## TASK MATERIAL
▼
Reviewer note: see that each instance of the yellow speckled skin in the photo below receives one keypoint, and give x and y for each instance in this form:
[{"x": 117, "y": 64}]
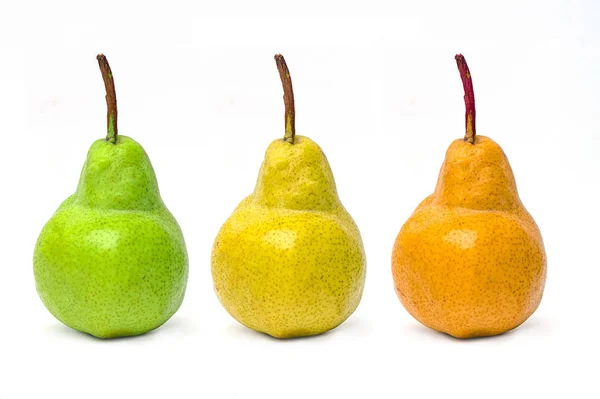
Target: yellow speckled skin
[
  {"x": 290, "y": 261},
  {"x": 470, "y": 261}
]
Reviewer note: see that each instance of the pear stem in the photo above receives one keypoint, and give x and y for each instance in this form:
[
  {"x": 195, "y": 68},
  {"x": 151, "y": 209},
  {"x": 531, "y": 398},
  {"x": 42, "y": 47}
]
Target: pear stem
[
  {"x": 465, "y": 76},
  {"x": 288, "y": 99},
  {"x": 111, "y": 99}
]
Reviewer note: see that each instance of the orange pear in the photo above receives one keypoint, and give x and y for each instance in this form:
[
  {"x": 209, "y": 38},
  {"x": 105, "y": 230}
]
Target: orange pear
[{"x": 470, "y": 260}]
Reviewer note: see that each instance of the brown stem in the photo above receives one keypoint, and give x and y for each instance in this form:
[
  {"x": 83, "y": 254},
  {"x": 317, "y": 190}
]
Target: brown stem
[
  {"x": 465, "y": 76},
  {"x": 288, "y": 99},
  {"x": 111, "y": 99}
]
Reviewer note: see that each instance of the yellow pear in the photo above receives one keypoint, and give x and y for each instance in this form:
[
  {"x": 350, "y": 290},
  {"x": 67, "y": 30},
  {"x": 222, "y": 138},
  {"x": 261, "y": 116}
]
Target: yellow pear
[
  {"x": 290, "y": 261},
  {"x": 470, "y": 261}
]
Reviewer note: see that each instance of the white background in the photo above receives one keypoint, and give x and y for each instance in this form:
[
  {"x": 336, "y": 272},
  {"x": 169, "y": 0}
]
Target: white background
[{"x": 377, "y": 87}]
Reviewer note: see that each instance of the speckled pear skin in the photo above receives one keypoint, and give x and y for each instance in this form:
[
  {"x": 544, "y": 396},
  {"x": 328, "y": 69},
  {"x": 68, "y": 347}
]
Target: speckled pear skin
[
  {"x": 112, "y": 260},
  {"x": 470, "y": 261},
  {"x": 289, "y": 261}
]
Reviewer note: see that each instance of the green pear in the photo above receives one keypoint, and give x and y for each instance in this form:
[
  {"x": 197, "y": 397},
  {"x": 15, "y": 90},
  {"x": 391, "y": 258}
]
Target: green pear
[
  {"x": 290, "y": 261},
  {"x": 112, "y": 260}
]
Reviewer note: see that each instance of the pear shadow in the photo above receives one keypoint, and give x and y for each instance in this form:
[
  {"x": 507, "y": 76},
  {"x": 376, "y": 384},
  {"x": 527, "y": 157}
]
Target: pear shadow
[
  {"x": 535, "y": 326},
  {"x": 351, "y": 324},
  {"x": 60, "y": 329}
]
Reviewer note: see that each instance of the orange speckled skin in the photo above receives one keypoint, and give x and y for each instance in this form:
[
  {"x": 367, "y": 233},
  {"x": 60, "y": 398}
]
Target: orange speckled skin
[{"x": 470, "y": 260}]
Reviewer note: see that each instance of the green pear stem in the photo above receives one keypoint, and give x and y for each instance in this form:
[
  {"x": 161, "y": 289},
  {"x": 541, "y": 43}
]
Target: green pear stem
[
  {"x": 288, "y": 99},
  {"x": 111, "y": 99},
  {"x": 465, "y": 76}
]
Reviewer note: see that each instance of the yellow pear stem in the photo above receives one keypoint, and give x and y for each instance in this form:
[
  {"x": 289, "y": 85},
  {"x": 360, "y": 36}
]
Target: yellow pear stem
[
  {"x": 465, "y": 76},
  {"x": 288, "y": 99},
  {"x": 111, "y": 99}
]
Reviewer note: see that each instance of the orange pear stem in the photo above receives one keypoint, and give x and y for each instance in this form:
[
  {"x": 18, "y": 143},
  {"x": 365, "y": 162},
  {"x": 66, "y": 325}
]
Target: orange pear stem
[
  {"x": 465, "y": 76},
  {"x": 288, "y": 99}
]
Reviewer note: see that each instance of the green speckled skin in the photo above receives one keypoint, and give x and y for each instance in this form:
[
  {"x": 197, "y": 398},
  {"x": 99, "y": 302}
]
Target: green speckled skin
[
  {"x": 112, "y": 260},
  {"x": 290, "y": 261}
]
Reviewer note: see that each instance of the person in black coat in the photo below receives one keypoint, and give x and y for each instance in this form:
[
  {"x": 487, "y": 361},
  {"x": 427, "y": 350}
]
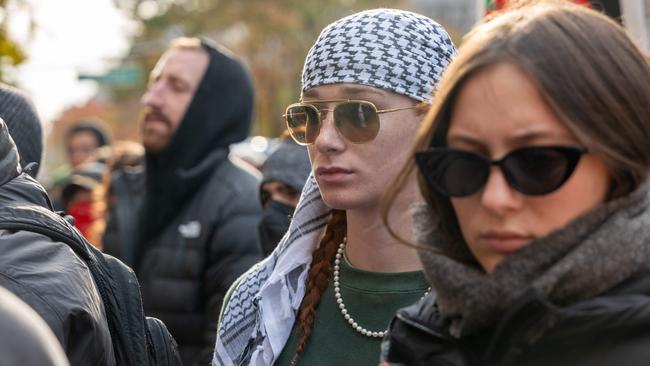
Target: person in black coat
[
  {"x": 196, "y": 224},
  {"x": 26, "y": 339},
  {"x": 46, "y": 274},
  {"x": 534, "y": 164}
]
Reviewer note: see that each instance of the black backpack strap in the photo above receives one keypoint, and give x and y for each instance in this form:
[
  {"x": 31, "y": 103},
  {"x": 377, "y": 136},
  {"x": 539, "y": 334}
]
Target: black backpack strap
[
  {"x": 115, "y": 282},
  {"x": 137, "y": 341}
]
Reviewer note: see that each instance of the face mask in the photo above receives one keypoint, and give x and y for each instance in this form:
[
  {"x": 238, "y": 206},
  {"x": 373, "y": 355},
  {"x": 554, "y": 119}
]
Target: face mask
[{"x": 274, "y": 223}]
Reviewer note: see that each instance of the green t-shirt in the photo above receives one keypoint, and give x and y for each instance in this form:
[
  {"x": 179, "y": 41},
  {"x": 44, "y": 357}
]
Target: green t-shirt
[{"x": 372, "y": 299}]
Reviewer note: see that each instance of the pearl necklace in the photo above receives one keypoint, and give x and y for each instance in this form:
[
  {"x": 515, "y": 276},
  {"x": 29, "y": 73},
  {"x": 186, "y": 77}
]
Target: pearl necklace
[{"x": 339, "y": 297}]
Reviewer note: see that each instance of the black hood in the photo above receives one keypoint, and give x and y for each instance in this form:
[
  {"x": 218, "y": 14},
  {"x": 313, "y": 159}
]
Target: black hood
[
  {"x": 219, "y": 115},
  {"x": 9, "y": 159},
  {"x": 14, "y": 186}
]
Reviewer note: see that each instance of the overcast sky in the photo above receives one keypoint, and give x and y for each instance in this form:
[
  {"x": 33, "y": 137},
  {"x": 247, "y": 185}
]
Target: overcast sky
[{"x": 71, "y": 36}]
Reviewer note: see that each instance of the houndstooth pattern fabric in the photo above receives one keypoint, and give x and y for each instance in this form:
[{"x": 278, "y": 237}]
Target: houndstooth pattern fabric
[
  {"x": 260, "y": 314},
  {"x": 390, "y": 49}
]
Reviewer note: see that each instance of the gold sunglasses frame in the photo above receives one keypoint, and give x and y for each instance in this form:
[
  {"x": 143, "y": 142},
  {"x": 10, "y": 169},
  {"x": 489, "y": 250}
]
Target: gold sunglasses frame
[{"x": 311, "y": 103}]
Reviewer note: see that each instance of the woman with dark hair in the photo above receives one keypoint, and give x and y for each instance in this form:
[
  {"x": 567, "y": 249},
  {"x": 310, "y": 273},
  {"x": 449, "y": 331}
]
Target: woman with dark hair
[
  {"x": 328, "y": 291},
  {"x": 534, "y": 163}
]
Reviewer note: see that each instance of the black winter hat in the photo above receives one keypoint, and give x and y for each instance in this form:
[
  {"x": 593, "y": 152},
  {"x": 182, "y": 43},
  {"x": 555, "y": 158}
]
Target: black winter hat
[
  {"x": 288, "y": 164},
  {"x": 24, "y": 125}
]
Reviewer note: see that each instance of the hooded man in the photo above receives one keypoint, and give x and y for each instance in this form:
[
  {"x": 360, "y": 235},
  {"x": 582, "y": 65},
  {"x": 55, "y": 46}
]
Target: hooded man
[
  {"x": 284, "y": 173},
  {"x": 46, "y": 274},
  {"x": 197, "y": 225}
]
▲
## EXERCISE
Looking at the records above, how many of their lines carry the string "below"? Answer with the number and nothing else.

## RESULT FOR THIS EXERCISE
2